§ **Requirement**
Using the article on Mississippi school desegregation, answer these questions:
(a) Where was Bolton recently to sign copies of his book?
(b) In what year was Alexander v. Holmes decided?
(c) In most cases, which high school was chosen as the facility all students would attend?

+++ Text block

Bolton’s work details the persistent efforts of Mississippi’s
ruling elite to maintain a dual, “separate but equal” school
system, one for whites and one for blacks, and the ensuing legal
battle to bring about a unified education system.
“I’ve always been interested in school desegregation,” said
Bolton, a former Southern Miss history professor who was at
the Hattiesburg Public Library recently to sign copies of his
book. “There’s been some great books about the civil rights
movement, but they didn’t fully address school desegregation.
I felt it was a topic that needed to be pursued.”
Tragically, Bolton said, this system as well as efforts to
resist desegregation orders from the federal government, per
the Supreme Court’s Brown v. Board of Education decision in
1954, wasted untold amounts of funding that could have been
used for a more efficient, unified school system.
Ironically, it was a case involving Mississippi plaintiffs
in the case Alexander v. Holmes in 1969 that finally put the
teeth in the Brown case. The Brown case directed that school
desegregation take place with all due speed, giving those opposing
desegregation altogether an opening to prolong it indefinitely.
Alexander v. Holmes, in effect, ordered that desegregation take
place immediately.
“That meant Mississippi schools had to be desegregated in January
of 1970,” Bolton said.
As a rule, black schools and their students and faculty were
inadequately funded and served by the state. “For many black
Mississippians, integration was not the ultimate goal,” Bolton
said. “The goal was to get a better education for their children,
and the way to do that was to force the two systems to become
one.”
Although desegregation was achieved in 1970, in most cases
it came with white terms, as many black teachers and school
principals found themselves out of jobs when white staff were
kept on to run the newly integrated schools. In addition, many
African-Americans lost a rallying point and source of pride
– their high school – since in most cases the white high school
was ultimately chosen as the facility where all students would
attend.

++++++
+++ Record excerpts

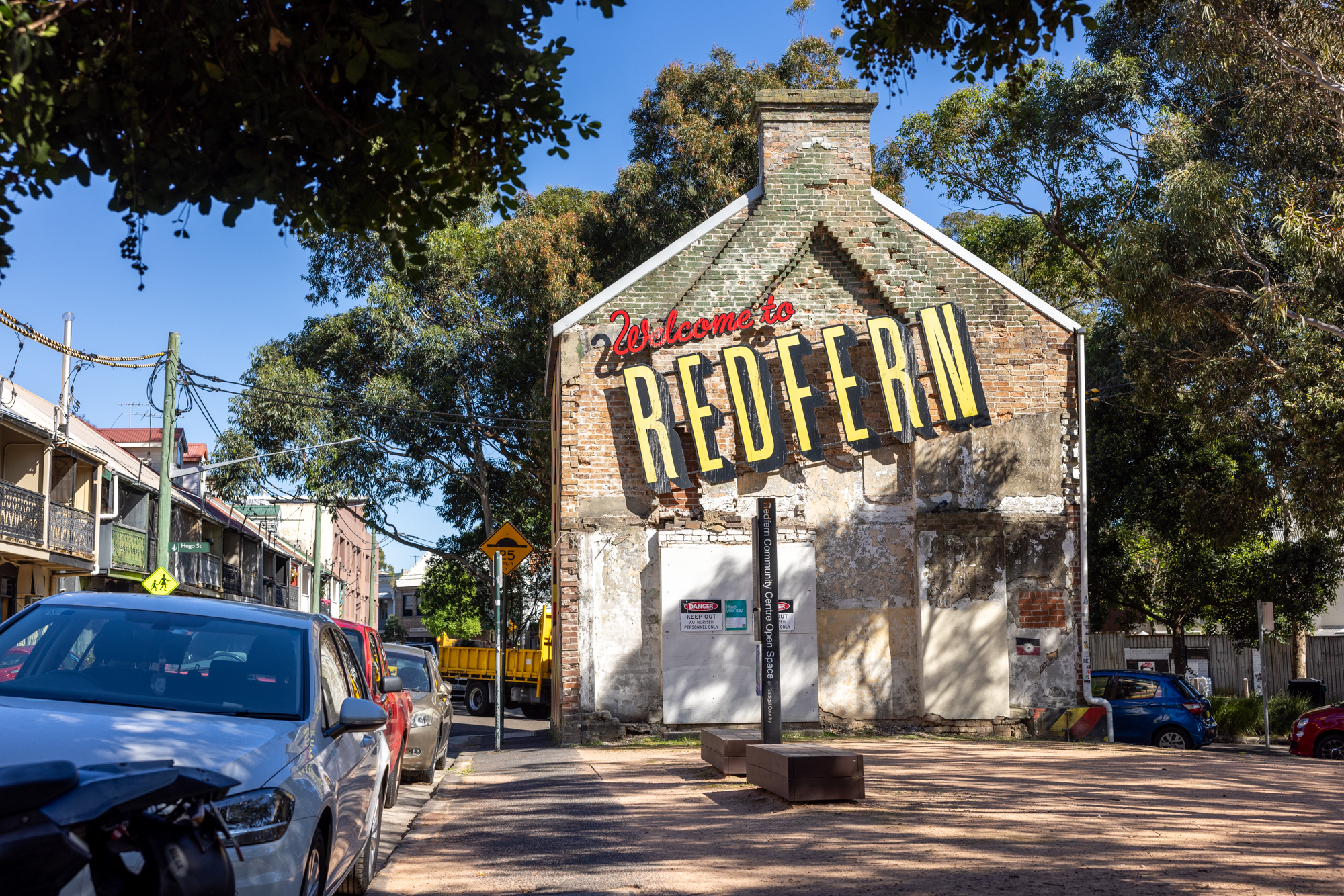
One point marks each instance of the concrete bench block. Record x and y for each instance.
(803, 773)
(725, 749)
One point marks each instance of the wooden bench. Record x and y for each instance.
(726, 749)
(803, 773)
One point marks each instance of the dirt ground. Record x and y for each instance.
(940, 817)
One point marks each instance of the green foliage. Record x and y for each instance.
(1245, 717)
(443, 369)
(1021, 247)
(393, 631)
(1064, 138)
(982, 38)
(452, 601)
(343, 118)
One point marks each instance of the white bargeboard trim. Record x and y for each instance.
(947, 242)
(654, 264)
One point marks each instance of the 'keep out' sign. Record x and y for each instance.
(702, 616)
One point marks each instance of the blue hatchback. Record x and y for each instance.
(1157, 709)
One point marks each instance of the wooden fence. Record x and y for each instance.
(1228, 667)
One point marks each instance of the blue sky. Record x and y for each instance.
(229, 289)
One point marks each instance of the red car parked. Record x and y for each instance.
(1319, 733)
(369, 649)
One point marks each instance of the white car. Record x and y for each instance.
(271, 698)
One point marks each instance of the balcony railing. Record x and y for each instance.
(72, 531)
(210, 577)
(130, 550)
(21, 514)
(233, 578)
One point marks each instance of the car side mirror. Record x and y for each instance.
(358, 715)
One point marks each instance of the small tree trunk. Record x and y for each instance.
(1179, 648)
(1299, 651)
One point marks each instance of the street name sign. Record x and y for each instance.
(159, 584)
(511, 543)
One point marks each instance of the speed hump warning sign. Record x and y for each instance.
(509, 542)
(161, 584)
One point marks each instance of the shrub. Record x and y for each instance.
(1245, 717)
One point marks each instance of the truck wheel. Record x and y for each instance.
(478, 699)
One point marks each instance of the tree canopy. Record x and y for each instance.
(380, 116)
(442, 367)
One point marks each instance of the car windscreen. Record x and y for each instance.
(357, 643)
(158, 660)
(413, 671)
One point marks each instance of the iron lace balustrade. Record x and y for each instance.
(128, 549)
(233, 578)
(210, 576)
(21, 514)
(72, 531)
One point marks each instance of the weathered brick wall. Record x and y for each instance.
(818, 240)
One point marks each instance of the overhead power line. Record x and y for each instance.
(329, 404)
(24, 330)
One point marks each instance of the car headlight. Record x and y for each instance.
(257, 816)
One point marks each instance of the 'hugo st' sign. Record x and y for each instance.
(753, 392)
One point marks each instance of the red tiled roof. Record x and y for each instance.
(136, 435)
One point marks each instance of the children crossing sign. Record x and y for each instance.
(509, 542)
(161, 584)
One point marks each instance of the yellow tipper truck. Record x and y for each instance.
(528, 675)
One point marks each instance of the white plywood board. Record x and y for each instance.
(712, 678)
(966, 660)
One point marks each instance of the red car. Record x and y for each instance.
(1319, 733)
(13, 662)
(369, 649)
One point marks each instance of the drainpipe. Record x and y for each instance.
(1083, 538)
(318, 558)
(116, 500)
(65, 378)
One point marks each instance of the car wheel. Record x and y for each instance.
(1330, 746)
(1173, 738)
(394, 781)
(366, 864)
(315, 867)
(479, 699)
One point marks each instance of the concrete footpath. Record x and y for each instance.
(941, 817)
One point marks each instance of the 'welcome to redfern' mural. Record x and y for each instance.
(753, 393)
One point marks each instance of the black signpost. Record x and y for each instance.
(772, 709)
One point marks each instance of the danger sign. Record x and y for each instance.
(702, 616)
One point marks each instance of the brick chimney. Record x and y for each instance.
(826, 131)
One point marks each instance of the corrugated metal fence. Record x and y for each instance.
(1228, 667)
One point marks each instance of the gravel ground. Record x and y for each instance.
(941, 816)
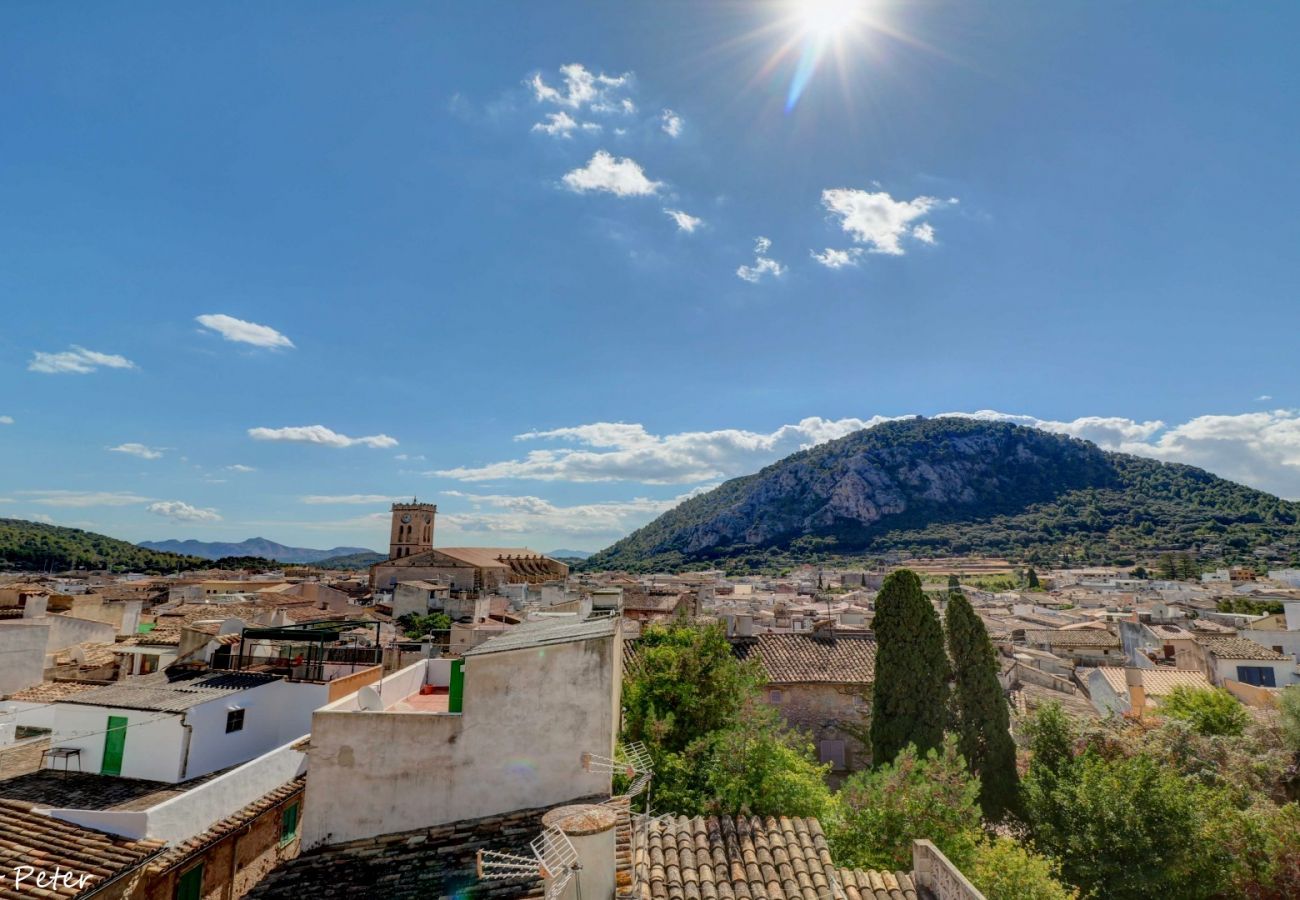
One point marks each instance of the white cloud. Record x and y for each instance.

++++++

§ **The answer**
(a) The Hattiesburg Public Library
(b) 1969
(c) The white high school